### Extract
Once again time and travel have graced me with gifts beyond measure; great friends, spectacular beauty, and oddly enough, a lesson in patience. If I had to pick my most memorable journey of the past week I would certainly have to say that the climb to the top of Croagh Patrick was the ultimate in personal growth and life’s lessons learned. It pushed me past what I thought I could endure both mentally and physically and in some weird way gave me strength in return. Patience is a virtue they say and one that has not always graced my illustrious personality. But I will have to say that thus far there isn't anything in this life that has taught me the art of patience as well or as thoroughly as a single, solitary, majestic mountain known as Cruach Phádraig
And, thus the story goes as follows: 
It was an unusually clear blue morning as I made my way toward the path that would take me to Croagh Patrick's rocky peak. As I gazed upon the mountain from below, I could discern the slow progression of time etched upon its face, which the mountainside seemed to patiently endure. I was intimidated, to say the least. But soon my thoughts turned to my approach, to the task of reaching the stately mountain's pinnacle, and subsequently, to the arduous journey back from its peak. I was in awe.

### Dataset records
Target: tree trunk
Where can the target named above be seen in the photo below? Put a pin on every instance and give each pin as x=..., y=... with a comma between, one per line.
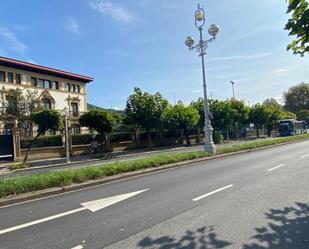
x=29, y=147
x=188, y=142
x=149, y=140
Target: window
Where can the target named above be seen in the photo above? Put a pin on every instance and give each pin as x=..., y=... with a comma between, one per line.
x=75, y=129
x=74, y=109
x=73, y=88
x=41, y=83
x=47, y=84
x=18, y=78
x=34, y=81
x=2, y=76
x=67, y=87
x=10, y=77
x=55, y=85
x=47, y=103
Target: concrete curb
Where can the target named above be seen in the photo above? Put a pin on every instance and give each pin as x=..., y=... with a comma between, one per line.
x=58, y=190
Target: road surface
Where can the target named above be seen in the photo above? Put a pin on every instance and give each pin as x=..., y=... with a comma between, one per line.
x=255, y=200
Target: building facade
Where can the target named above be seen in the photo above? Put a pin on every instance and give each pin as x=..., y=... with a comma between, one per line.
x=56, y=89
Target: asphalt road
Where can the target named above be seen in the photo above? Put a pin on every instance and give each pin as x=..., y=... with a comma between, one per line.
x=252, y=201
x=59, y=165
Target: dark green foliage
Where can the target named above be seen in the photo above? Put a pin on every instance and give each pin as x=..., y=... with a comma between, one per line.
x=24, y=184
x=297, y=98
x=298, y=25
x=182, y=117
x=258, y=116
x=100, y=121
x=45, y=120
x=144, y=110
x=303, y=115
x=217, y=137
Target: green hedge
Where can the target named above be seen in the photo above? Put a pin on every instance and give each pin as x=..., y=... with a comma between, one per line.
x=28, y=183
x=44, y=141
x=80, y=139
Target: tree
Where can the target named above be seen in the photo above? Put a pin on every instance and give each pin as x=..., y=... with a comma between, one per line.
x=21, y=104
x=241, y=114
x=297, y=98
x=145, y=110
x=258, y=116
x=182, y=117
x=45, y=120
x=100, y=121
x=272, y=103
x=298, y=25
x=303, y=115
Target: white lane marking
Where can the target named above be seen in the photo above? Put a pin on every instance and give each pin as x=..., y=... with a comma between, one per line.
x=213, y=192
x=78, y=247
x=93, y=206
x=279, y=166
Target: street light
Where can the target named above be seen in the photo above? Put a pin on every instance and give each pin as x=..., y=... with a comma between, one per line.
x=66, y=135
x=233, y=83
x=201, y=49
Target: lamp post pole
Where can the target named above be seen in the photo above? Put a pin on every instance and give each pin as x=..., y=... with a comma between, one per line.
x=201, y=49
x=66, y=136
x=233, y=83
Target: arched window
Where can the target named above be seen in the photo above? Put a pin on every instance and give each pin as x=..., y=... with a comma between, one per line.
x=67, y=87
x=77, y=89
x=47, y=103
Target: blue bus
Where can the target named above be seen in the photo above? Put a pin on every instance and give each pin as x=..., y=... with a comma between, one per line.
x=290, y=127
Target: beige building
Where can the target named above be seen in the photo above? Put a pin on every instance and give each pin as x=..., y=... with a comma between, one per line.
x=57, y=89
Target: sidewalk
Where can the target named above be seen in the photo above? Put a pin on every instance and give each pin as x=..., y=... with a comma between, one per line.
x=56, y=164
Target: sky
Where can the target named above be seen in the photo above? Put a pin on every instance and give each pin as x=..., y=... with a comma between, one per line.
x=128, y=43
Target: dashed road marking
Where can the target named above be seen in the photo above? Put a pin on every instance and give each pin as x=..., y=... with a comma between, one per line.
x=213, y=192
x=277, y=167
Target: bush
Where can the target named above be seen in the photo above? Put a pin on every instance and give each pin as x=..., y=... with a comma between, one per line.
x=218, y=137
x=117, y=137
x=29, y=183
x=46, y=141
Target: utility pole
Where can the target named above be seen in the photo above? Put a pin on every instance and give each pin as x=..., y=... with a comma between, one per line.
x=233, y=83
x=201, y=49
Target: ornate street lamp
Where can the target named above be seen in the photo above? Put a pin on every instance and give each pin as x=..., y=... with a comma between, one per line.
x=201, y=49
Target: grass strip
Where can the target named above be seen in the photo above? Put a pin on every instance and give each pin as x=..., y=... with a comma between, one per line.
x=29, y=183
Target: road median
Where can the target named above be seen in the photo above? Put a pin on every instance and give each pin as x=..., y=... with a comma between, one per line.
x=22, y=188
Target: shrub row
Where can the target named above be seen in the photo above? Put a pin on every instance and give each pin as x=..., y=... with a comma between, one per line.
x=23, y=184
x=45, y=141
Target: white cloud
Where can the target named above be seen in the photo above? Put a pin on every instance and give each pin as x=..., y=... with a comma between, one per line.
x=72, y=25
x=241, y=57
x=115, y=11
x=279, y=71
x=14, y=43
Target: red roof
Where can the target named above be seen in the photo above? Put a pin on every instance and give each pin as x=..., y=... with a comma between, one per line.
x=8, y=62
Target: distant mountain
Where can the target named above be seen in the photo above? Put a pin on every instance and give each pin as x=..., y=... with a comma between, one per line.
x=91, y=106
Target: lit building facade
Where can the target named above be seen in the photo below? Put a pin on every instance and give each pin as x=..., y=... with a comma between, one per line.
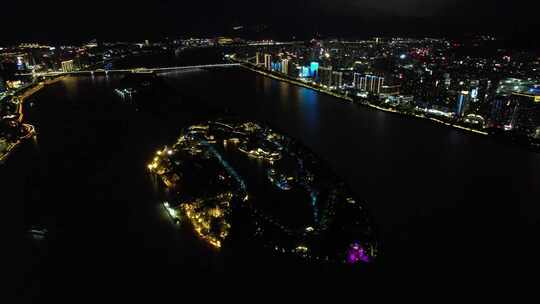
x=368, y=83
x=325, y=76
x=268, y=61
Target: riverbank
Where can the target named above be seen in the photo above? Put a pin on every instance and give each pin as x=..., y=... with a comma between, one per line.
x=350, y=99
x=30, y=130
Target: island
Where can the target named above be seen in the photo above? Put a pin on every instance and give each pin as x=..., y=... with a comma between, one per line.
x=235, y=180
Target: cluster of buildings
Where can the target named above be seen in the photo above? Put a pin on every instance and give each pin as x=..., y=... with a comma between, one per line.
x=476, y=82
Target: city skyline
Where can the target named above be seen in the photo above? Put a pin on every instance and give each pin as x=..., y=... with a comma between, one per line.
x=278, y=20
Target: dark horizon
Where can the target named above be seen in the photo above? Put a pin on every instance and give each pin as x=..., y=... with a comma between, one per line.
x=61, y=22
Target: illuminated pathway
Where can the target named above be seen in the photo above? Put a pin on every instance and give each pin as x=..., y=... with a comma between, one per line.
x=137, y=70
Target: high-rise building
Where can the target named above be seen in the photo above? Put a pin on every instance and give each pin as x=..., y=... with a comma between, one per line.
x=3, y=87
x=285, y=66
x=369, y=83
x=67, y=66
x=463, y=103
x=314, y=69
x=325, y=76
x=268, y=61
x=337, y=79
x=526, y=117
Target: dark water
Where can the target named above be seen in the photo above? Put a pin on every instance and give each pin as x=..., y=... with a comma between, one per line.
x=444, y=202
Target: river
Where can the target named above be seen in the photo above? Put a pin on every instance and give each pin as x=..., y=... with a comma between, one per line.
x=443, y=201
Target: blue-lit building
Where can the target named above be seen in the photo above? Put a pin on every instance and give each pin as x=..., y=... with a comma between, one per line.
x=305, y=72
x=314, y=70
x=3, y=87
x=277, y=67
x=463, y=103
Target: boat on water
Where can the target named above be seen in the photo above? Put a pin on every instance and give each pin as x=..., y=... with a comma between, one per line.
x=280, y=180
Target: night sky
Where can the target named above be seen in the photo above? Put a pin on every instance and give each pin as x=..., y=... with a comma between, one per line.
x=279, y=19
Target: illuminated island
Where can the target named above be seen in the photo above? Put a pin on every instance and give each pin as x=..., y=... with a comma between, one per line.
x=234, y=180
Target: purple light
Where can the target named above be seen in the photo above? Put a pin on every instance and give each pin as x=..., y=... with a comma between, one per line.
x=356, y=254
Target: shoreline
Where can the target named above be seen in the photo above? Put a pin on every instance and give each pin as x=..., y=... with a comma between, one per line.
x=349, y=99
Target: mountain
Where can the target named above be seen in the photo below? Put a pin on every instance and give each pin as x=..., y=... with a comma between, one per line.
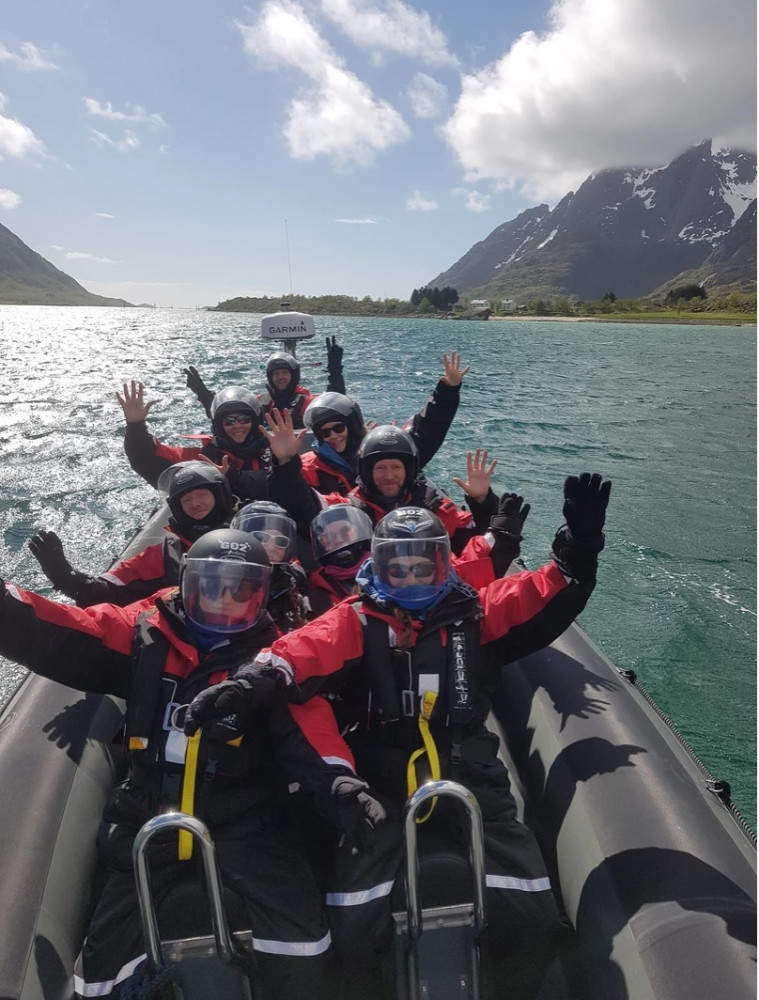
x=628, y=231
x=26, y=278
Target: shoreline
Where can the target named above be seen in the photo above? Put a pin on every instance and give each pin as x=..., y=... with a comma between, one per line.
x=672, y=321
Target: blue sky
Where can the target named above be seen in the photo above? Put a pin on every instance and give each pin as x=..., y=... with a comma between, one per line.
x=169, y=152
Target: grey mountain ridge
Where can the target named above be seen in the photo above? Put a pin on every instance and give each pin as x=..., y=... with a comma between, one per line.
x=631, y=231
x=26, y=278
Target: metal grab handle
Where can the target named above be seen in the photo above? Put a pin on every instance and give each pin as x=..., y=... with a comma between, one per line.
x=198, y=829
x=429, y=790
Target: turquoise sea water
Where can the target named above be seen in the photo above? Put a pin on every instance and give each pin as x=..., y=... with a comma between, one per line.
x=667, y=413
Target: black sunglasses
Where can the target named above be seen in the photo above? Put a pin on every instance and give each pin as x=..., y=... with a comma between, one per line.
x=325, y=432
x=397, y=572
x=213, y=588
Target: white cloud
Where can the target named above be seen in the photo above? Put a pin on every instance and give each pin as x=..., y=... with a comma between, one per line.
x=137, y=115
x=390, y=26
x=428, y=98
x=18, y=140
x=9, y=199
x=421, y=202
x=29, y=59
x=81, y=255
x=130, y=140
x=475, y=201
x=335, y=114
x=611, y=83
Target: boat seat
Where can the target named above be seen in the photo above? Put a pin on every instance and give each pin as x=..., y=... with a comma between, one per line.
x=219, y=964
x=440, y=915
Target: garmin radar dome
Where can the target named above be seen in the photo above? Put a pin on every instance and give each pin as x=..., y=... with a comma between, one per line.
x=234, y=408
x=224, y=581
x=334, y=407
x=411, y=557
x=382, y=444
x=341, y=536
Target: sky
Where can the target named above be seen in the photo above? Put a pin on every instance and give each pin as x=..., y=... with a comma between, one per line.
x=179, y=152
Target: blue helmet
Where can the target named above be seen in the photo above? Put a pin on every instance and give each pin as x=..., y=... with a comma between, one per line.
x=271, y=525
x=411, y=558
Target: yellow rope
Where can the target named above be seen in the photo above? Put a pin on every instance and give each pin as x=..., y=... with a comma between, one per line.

### Exercise objective
In the Croagh Patrick account, what was the weather like on the morning of the climb? These lines come from a separate source, unrelated to the text.

### The answer
It was an unusually clear blue morning.